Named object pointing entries
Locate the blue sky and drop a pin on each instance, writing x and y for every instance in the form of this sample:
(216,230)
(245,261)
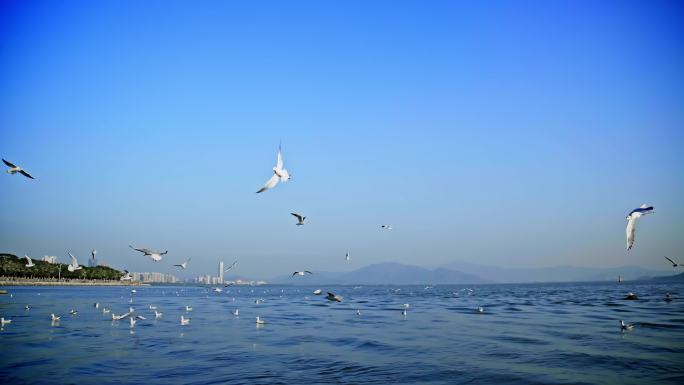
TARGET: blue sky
(515,133)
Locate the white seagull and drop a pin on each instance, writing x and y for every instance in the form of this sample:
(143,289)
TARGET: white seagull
(184,265)
(155,255)
(624,326)
(279,174)
(631,222)
(674,264)
(301,272)
(29,261)
(15,169)
(300,219)
(73,266)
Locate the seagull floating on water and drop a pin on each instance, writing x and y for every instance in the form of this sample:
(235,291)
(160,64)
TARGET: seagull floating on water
(300,219)
(184,265)
(280,174)
(155,255)
(15,169)
(631,222)
(674,264)
(73,266)
(29,262)
(624,326)
(301,272)
(334,297)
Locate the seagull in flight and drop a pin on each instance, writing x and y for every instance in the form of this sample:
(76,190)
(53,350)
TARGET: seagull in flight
(31,264)
(15,169)
(300,219)
(184,265)
(674,264)
(631,222)
(73,266)
(230,267)
(280,174)
(155,255)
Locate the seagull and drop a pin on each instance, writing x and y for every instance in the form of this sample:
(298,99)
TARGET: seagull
(624,326)
(631,222)
(14,169)
(184,264)
(31,264)
(73,266)
(300,219)
(301,272)
(334,297)
(279,174)
(674,264)
(229,267)
(155,255)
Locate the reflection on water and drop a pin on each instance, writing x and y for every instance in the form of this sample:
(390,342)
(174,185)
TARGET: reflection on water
(533,333)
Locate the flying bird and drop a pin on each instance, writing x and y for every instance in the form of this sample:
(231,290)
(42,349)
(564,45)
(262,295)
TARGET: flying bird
(631,222)
(674,264)
(15,169)
(31,264)
(73,266)
(300,219)
(280,174)
(184,264)
(155,255)
(334,297)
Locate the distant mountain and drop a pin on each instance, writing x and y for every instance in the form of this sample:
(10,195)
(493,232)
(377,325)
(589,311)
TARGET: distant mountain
(555,274)
(384,274)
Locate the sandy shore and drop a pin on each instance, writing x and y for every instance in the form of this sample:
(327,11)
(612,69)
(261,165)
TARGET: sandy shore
(71,283)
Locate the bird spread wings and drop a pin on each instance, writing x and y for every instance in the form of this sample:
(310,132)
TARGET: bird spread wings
(270,183)
(631,223)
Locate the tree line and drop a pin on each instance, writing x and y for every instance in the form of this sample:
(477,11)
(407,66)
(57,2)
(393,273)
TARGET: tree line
(13,266)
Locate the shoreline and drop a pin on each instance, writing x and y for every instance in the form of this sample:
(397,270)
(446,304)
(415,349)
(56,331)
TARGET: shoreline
(71,283)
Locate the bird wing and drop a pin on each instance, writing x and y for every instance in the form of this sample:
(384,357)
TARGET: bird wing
(630,231)
(270,183)
(279,164)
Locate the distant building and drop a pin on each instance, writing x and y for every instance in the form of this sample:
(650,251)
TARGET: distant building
(49,259)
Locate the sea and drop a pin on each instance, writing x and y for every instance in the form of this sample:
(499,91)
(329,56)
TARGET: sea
(525,334)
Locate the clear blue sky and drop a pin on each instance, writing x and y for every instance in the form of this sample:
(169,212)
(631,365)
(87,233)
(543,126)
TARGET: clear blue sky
(516,133)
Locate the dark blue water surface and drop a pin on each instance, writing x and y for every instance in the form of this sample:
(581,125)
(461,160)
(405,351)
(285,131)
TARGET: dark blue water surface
(527,334)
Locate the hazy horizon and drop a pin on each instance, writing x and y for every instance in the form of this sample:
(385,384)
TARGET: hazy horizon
(522,145)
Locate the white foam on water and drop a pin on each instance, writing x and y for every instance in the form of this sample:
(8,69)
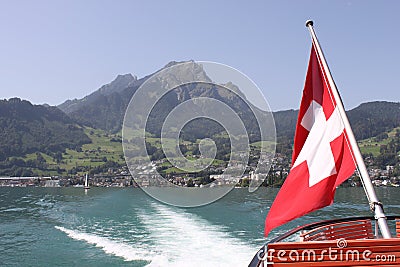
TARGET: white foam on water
(109,246)
(184,239)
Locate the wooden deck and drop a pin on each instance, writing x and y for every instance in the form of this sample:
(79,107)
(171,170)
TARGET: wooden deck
(368,252)
(343,242)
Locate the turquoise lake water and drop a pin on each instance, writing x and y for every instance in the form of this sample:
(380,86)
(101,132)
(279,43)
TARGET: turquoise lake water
(125,227)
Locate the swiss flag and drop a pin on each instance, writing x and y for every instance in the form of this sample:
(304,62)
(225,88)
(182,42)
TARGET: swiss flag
(322,158)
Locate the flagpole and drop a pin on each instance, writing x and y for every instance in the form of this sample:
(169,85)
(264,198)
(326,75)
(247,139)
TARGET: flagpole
(375,205)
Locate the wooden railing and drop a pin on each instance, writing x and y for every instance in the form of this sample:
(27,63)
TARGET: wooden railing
(355,233)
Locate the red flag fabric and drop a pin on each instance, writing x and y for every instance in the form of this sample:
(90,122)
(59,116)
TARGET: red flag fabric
(322,158)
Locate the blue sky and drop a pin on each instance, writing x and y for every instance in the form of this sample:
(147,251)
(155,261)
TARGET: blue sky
(51,51)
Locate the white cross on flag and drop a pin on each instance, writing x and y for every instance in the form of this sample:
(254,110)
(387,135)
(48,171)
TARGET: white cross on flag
(322,157)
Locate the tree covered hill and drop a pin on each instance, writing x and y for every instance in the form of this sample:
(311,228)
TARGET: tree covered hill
(27,128)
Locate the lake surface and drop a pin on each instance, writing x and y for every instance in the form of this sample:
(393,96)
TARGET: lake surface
(125,227)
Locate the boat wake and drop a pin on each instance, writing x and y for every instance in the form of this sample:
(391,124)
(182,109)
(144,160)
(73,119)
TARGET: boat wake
(109,246)
(173,237)
(184,239)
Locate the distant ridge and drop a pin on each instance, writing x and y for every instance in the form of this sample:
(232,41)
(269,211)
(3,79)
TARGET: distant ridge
(27,128)
(105,108)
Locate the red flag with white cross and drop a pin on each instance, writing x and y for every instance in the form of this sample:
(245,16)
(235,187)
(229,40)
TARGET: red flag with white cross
(322,158)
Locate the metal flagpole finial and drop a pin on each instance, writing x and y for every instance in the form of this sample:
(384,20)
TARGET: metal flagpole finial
(309,22)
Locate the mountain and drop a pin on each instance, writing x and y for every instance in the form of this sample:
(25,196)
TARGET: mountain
(105,109)
(27,128)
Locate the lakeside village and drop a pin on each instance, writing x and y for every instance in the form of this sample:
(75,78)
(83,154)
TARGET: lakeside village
(145,176)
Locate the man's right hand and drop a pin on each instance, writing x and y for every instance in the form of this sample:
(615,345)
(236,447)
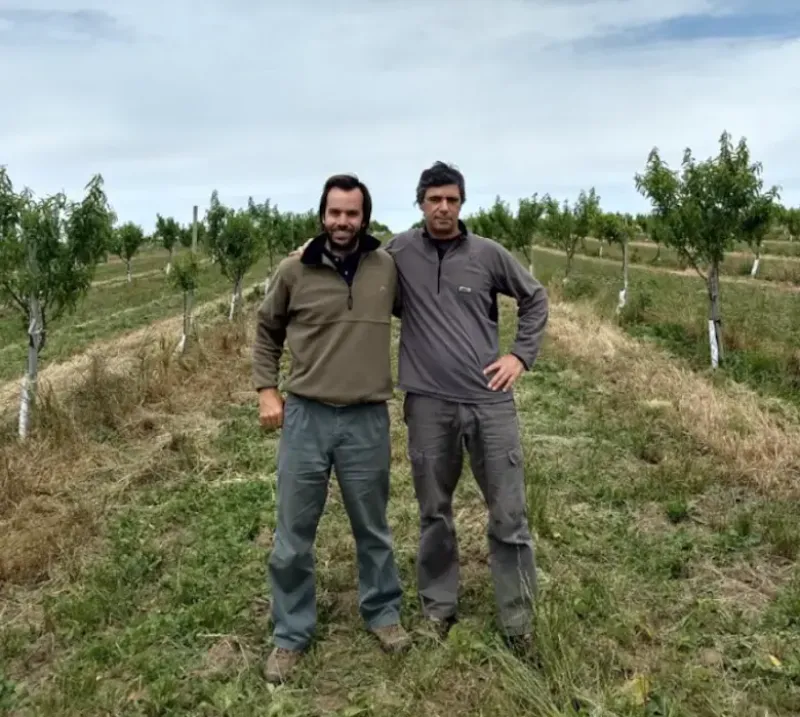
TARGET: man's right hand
(270,408)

- WRITTEN TASK:
Reproduce precisely the lines of the entries above, from the one containing "Locate the boat" through the final one, both ends included, and omit the pictures.

- SOLVED EXERCISE:
Locate the boat wake and drop a pin on each instance, writing x and y for every instance in the form of this sample:
(391,124)
(182,109)
(144,160)
(73,119)
TARGET: boat wake
(109,246)
(173,237)
(184,239)
Locate the distant ridge and drop a pin on each instance, writing x and y for every instance in the form of this sample:
(232,41)
(269,211)
(3,79)
TARGET: distant ridge
(27,128)
(105,108)
Locate the red flag with white cross and drop a pin on each instance, writing x and y for every instance in the form of this sample:
(245,16)
(235,187)
(229,40)
TARGET: red flag with white cross
(322,158)
Locate the metal flagpole finial and drop a pin on each instance, writing x and y for every instance in the form of this sample:
(384,20)
TARGET: metal flagpole finial
(309,22)
Locate the mountain and drop a pin on each instance, writing x and y for every instance in the form of this sample:
(25,196)
TARGET: mountain
(105,109)
(27,128)
Locate the lakeside village and drop a pin on each instance, writing x and y for every instance in the form of this sample:
(75,78)
(83,154)
TARGET: lakeside village
(145,176)
Locate the man's right hand and drop a pin on each instance, writing x and y for every instance in the form of this sample:
(615,345)
(236,447)
TARGET: man's right hand
(270,408)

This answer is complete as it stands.